- [Angezeigter Textauszug]:
______________________________

Wie allgegenwärtig die Bedrohung für sie ist, wie der Rassismus die US-amerikanische Kultur in allen ihren Schichten durchdringt, das hat man so konsequent und eindrücklich wie in dieser Serie kaum je gezeigt bekommen. Jede Szene dieser Heldenreise ist mindestens doppelbödig. Gleich zu Beginn fährt Atticus im Bus etwa über eine Brücke, die, wie seine weise schwarze alte Sitznachbarin bemerkt, den Namen eines konföderierten Generals trägt. Auch die Schundromane über Aliens und Monster, die er so gerne liest, sind, und das ist Atticus sehr bewusst, von rassistischen Weißen geschrieben - wie auch H.P. Lovecraft einer war. Nichts ist nicht kontaminiert von der Unterdrückung, nicht einmal die Popkultur, die Atticus zur Flucht nutzt.

______________________________

- [Datensatzauszug]:
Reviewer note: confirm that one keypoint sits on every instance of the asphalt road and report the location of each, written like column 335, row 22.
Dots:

______________________________

- [Aufgaben]:
1. Nennen Sie alle Adjektive, mit denen der Textauszug die Sitznachbarin von Atticus beschreibt.
2. Geben Sie aus dem Textauszug die Stelle von „Wie allgegenwärtig die“ bis einschließlich „Atticus zur Flucht nutzt.“ wortgetreu wieder.
Die Daten haben keinerlei Bezug zum Textauszug.

- [Antworten je Aufgabe]:
1. weise, schwarze, alte

2.
Wie allgegenwärtig die Bedrohung für sie ist, wie der Rassismus die US-amerikanische Kultur in allen ihren Schichten durchdringt, das hat man so konsequent und eindrücklich wie in dieser Serie kaum je gezeigt bekommen. Jede Szene dieser Heldenreise ist mindestens doppelbödig. Gleich zu Beginn fährt Atticus im Bus etwa über eine Brücke, die, wie seine weise schwarze alte Sitznachbarin bemerkt, den Namen eines konföderierten Generals trägt. Auch die Schundromane über Aliens und Monster, die er so gerne liest, sind, und das ist Atticus sehr bewusst, von rassistischen Weißen geschrieben - wie auch H.P. Lovecraft einer war. Nichts ist nicht kontaminiert von der Unterdrückung, nicht einmal die Popkultur, die Atticus zur Flucht nutzt.